SELECTED EXTRACT
Segment Open

According to the Vatican, Pope Bene­dict XVI's comments published
late last year about condoms do not mark a change in "Catholic moral
teaching" or "pastoral practice" on AIDS prevention or contraception.

The
statement by the Congregation for the Doctrine of Faith, the Catholic
Church's highest doctrinal body, represents a rare official
clarification of a pope's words from a Vatican agency. It came in
response to widespread controversy and confusion over Benedict's remarks
about condoms in "Light of the World," a lengthy interview with the
pope published in November and prompting a clarification before
Christmas.

Some commentators had interpreted Benedict's words as
constituting a reversal of the church's longstanding opposition to
condom use for disease prevention and even a possible shift in Catholic
teaching against contraception more generally.

While insisting
that condoms are not a "real or moral solution" to the AIDS epidemic,
Benedict had said "in this or that case, there can be nonetheless, in
the intention of reducing the risk of infection, a first step in a
movement toward a different way, a more human way, of living sexuality."

The
pope had offered the hypothetical example of a male prostitute, whose
condom use could "be a first step in the direction of a moralization, a
first assumption of responsibility" in not spreading a disease to his
partner. (Benedict later added through a spokesman that his statement
would apply equally well to the case of a female prostitute.)

On
December 21, the Vatican insisted that nothing had changed. "The thought
of the pope has been repeatedly manipulated for ends and interests
which are entirely foreign to the meaning of his words," said the
statement. It added that it would be "completely arbitrary" and "in no
way justified" to suggest that Benedict had sanctioned the use of
condoms "to avoid an unwanted pregnancy."

The statement noted that
Benedict, in the same interview, promoted the use of "natural family
planning," the only form of birth control permitted by Catholic
teaching.

Segment Closed

LISTED ENTRIES
Segment Open

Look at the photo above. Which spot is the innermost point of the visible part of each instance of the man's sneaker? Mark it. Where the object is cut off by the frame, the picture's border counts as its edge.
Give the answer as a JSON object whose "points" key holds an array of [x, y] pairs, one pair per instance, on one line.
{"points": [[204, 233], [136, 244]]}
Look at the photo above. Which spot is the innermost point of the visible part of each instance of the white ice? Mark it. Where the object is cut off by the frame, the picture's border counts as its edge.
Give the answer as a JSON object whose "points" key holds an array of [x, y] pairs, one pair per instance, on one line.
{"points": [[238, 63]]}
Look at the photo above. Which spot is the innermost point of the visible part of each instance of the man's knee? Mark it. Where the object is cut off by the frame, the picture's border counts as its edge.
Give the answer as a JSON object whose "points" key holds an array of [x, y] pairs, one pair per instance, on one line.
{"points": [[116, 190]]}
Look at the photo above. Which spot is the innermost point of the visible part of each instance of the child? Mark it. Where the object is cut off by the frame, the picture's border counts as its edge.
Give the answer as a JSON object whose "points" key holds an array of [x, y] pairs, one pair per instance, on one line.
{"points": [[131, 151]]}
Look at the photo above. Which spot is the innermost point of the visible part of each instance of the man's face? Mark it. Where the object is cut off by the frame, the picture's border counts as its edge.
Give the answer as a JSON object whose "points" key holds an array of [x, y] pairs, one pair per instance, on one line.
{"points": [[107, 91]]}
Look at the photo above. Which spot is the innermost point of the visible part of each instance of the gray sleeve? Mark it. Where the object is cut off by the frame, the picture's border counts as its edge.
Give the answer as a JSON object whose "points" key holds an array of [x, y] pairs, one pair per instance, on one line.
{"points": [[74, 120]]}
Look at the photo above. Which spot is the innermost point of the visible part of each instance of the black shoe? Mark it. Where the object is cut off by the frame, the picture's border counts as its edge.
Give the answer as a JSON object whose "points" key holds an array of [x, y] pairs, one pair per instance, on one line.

Segment Closed

EXERCISE REQUIREMENTS
a: According to the passage on the pope's condom remarks, what is the only form of birth control permitted by Catholic teaching?
b: Check each statement against the passage on the pope's condom remarks and answer yes or no, quoting the words that decide it:
(i) The Congregation for the Doctrine of Faith is described as the Catholic Church's highest doctrinal body.
(ii) "Light of the World" was published in December.
(iii) The Vatican's statement that nothing had changed came on December 21.
c: Proceed with the passage on the pope's condom remarks, writing on from its final sentence.

SET OF ANSWERS
a: Natural family planning.

b:
(i) Yes: "the Catholic Church's highest doctrinal body"
(ii) No: "published in November"
(iii) Yes: "On December 21, the Vatican insisted that nothing had changed."

c:
While acknowledging that a prostitute or client "who
uses a condom in order to diminish the risk posed to another person is
intending to reduce the evil connected with his or her immoral
activity," the Vatican statement cautioned against describing such a
case in terms of its being the lesser evil. "An action which is
objectively evil, even if a lesser evil, can never be licitly willed,"
the Vatican said, underscoring that the "church teaches that
prostitution is immoral and should be shunned."

According to
Robert A. Gahl Jr., an American priest who teaches ethics at Rome's
Pontifical University of the Holy Cross, the Vatican statement "makes
clear that the pope in no way intended to recommend that anybody use a
condom under any circumstances. He was not trying to say anything new
about contraception or condoms."

The statement does not address
the plight of married couples in which one partner is infected with HIV
and whether they may use condoms merely to prevent transmitting the
virus.

A long-awaited study by the Vatican health-care office was
expected to ad­dress that question, but earlier this year an official of
that office said that work on the study had been indefinitely
suspended.  —RNS

Francis X. Rocca

Francis X. Rocca writes for Religion News Service.